## Provided information
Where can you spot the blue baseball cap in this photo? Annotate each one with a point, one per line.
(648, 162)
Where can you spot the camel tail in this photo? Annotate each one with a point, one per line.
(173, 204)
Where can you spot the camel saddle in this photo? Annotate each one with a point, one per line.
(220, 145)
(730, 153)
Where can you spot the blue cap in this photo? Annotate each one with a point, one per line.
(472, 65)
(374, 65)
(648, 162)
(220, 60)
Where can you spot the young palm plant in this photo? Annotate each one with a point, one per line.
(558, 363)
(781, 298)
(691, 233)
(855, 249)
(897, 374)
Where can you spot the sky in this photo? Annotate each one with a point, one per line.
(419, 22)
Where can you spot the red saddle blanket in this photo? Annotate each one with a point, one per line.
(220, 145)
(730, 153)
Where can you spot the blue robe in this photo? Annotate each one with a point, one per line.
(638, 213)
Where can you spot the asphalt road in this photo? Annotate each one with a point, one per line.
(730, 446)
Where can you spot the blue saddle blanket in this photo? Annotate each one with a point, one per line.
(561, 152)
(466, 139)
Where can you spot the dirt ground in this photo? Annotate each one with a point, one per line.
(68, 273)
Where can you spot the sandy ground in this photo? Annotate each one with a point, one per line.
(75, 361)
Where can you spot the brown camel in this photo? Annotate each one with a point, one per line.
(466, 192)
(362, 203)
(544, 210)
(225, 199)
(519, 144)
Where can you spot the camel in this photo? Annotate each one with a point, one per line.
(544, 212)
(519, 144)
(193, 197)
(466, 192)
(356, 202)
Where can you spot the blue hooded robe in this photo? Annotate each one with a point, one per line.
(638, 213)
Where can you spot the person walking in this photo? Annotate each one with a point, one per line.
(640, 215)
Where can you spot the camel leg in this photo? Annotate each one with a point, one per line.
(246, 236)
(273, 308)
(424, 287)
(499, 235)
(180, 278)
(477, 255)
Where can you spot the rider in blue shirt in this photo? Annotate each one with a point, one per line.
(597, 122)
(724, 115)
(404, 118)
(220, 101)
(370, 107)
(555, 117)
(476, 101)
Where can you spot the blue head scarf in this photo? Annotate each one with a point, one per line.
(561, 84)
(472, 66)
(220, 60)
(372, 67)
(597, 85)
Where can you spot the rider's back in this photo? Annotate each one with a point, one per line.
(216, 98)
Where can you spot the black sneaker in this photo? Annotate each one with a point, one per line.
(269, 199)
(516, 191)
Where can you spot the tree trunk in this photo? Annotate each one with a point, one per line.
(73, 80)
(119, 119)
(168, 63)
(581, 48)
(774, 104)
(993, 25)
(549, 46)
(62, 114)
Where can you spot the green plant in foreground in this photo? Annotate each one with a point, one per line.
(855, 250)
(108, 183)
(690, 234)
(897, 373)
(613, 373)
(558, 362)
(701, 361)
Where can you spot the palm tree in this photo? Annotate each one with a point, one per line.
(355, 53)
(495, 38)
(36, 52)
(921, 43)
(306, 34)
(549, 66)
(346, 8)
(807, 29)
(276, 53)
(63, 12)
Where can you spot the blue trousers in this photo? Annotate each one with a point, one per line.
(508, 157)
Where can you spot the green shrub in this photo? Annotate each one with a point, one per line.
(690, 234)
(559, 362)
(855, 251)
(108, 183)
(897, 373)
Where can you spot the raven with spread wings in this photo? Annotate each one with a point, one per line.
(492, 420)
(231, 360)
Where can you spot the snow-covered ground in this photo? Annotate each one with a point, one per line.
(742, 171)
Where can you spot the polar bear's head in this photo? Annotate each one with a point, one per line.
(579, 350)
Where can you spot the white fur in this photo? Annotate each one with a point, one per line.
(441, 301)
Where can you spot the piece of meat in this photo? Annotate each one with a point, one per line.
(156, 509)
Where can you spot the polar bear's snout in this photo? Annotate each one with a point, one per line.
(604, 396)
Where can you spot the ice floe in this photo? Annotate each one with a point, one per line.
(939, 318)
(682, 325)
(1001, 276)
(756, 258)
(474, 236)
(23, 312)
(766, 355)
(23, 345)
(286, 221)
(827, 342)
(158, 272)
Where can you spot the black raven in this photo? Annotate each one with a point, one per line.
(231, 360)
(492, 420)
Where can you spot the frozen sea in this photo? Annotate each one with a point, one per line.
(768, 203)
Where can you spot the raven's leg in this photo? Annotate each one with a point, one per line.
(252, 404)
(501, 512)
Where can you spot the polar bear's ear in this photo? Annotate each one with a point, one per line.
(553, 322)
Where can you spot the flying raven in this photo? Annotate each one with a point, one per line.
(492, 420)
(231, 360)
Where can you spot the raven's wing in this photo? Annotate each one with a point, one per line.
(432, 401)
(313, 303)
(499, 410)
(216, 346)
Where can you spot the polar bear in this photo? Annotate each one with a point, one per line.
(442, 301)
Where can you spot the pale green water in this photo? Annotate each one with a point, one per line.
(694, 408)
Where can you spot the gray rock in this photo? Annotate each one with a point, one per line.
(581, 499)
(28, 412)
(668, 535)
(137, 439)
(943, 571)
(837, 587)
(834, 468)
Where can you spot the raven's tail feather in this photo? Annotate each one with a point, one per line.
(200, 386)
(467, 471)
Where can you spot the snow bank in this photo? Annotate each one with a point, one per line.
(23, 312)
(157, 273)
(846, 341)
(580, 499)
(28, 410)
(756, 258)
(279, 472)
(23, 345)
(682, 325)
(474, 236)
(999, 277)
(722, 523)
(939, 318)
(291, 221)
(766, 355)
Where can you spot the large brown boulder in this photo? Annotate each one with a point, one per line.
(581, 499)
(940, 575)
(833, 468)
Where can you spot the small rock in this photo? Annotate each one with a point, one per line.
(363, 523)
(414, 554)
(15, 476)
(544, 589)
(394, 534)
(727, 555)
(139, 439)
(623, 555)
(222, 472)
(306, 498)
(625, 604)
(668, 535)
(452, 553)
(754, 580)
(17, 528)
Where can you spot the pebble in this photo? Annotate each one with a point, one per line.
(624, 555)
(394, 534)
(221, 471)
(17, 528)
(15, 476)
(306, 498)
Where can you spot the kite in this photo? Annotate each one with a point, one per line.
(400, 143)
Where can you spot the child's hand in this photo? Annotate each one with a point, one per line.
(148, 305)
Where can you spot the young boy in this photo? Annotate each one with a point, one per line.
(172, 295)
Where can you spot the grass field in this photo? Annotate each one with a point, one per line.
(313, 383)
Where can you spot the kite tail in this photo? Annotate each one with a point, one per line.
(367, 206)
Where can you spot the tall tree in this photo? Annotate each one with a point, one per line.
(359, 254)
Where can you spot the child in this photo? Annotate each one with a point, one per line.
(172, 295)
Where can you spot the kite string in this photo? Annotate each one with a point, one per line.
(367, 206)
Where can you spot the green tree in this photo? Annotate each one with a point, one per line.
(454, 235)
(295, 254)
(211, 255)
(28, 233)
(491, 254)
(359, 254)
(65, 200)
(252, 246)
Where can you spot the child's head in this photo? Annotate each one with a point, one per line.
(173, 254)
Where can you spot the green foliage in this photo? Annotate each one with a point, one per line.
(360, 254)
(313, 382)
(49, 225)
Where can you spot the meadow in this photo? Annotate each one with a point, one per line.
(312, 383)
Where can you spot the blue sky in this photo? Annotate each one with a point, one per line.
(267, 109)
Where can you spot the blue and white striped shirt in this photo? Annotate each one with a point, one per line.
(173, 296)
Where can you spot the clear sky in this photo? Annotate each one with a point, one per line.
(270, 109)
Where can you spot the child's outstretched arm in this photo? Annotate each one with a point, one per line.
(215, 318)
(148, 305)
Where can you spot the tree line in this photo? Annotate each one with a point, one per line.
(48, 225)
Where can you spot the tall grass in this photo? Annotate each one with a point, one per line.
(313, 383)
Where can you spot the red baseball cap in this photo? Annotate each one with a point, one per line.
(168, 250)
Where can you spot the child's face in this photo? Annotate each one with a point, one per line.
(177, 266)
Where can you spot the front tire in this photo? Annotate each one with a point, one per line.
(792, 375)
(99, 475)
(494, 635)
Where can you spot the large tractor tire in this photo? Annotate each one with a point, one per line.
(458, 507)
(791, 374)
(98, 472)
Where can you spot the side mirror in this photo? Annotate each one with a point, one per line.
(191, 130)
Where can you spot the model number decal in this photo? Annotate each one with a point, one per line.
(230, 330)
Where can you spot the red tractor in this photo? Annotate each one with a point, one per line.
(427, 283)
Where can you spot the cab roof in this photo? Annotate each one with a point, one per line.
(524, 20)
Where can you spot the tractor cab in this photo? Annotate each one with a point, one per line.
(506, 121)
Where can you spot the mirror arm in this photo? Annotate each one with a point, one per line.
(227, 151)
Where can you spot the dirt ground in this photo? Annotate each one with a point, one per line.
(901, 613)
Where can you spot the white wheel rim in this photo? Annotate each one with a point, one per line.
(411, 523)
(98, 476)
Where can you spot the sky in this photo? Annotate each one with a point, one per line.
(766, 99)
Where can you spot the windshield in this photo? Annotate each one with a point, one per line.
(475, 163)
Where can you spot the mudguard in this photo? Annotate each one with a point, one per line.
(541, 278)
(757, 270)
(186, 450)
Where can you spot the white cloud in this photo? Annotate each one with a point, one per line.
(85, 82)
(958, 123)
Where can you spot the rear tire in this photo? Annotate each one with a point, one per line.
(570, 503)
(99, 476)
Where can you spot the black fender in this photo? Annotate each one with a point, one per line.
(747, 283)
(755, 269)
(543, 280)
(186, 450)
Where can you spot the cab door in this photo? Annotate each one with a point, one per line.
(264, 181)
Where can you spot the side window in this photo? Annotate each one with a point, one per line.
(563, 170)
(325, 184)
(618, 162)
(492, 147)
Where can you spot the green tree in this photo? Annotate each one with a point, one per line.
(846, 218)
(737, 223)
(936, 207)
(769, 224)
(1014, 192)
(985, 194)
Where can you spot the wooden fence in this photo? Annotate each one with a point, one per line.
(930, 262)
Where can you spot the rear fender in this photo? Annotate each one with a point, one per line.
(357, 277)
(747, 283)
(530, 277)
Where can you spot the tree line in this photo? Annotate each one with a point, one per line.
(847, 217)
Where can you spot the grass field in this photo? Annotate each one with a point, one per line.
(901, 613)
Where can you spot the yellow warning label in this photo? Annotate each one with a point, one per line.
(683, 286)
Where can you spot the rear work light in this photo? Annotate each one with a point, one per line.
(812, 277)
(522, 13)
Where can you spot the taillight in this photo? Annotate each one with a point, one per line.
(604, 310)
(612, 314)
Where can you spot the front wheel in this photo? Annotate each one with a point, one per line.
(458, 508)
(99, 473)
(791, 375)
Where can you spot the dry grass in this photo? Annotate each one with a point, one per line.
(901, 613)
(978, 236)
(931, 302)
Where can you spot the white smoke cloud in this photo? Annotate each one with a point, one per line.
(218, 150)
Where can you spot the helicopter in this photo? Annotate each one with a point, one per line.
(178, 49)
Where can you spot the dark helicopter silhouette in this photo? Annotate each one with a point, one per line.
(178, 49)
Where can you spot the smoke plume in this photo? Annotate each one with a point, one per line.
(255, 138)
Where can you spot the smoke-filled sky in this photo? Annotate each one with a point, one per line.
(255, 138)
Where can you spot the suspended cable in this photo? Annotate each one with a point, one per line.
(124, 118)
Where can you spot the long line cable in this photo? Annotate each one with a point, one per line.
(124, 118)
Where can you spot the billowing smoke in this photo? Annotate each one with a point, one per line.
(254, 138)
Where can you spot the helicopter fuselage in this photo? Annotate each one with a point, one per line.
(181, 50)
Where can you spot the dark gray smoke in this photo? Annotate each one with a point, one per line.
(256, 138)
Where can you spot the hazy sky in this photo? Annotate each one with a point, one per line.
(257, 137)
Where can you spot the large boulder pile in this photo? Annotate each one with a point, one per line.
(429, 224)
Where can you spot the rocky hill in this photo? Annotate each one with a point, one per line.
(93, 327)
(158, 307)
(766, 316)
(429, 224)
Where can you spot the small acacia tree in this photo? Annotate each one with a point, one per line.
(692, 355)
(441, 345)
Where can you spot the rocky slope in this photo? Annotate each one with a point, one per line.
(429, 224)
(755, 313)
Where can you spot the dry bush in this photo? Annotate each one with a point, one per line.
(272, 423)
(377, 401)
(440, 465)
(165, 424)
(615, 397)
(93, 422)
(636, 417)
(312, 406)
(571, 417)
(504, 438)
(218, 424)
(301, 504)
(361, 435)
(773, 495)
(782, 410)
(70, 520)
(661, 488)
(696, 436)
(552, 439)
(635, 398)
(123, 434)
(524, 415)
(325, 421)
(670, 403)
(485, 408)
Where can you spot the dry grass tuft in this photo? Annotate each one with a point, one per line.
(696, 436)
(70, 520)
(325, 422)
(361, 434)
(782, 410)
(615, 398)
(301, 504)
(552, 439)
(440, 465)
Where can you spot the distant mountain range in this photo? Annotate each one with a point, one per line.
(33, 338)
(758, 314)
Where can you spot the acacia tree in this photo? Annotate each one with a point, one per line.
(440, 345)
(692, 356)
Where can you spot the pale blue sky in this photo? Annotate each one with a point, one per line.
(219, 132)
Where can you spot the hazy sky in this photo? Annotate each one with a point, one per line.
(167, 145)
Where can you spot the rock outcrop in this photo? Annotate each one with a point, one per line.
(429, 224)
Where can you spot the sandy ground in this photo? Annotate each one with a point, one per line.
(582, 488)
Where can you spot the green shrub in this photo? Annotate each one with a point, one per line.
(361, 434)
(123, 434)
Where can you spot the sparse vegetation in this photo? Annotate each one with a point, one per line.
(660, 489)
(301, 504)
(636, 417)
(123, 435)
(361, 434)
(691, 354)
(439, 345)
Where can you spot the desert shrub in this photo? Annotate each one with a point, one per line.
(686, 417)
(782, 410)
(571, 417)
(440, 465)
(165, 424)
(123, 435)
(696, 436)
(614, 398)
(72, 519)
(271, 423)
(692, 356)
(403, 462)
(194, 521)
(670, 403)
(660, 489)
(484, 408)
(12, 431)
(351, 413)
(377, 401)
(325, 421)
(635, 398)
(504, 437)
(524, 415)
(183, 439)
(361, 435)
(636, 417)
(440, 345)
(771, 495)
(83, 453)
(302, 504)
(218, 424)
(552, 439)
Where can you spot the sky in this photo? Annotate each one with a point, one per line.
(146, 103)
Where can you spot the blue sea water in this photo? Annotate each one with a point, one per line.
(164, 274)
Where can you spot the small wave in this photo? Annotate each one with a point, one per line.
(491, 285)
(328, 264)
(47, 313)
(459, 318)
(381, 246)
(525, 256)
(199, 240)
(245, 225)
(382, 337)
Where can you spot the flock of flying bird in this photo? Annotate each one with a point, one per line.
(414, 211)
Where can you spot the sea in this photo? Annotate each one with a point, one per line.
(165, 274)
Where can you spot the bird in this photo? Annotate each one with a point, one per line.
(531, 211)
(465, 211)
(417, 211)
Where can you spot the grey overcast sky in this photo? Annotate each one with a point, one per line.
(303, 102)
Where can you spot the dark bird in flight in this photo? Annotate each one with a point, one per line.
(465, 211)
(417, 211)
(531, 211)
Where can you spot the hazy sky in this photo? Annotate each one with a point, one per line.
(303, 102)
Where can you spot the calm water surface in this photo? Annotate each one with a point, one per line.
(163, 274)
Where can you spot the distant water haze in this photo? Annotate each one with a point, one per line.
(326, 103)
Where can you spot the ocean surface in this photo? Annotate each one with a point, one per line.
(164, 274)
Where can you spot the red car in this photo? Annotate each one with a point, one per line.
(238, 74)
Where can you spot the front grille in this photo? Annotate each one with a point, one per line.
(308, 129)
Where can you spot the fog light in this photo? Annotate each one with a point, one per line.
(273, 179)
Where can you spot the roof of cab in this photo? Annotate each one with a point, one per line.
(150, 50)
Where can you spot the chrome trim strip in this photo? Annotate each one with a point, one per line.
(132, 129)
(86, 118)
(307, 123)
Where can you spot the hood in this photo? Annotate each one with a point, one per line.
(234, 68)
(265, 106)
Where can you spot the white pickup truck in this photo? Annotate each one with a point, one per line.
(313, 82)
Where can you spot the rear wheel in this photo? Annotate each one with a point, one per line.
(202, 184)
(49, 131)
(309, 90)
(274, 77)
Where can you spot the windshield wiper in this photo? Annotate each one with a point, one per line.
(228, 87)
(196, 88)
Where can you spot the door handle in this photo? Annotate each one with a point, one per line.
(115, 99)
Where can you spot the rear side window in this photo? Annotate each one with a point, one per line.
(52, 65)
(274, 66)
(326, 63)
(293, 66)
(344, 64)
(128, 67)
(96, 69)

## Required action
Starting at the line that contains "Where can you spot the door" and ending at the last line of the data, repeat each line exactly; include nothing else.

## Response
Where can you spot the door handle in this photo? Annotate each one with a point, one per line.
(115, 99)
Where can you spot the rear side window in this photo? Annotate each one with a point, one per line.
(52, 65)
(274, 66)
(326, 63)
(293, 66)
(344, 64)
(128, 67)
(96, 69)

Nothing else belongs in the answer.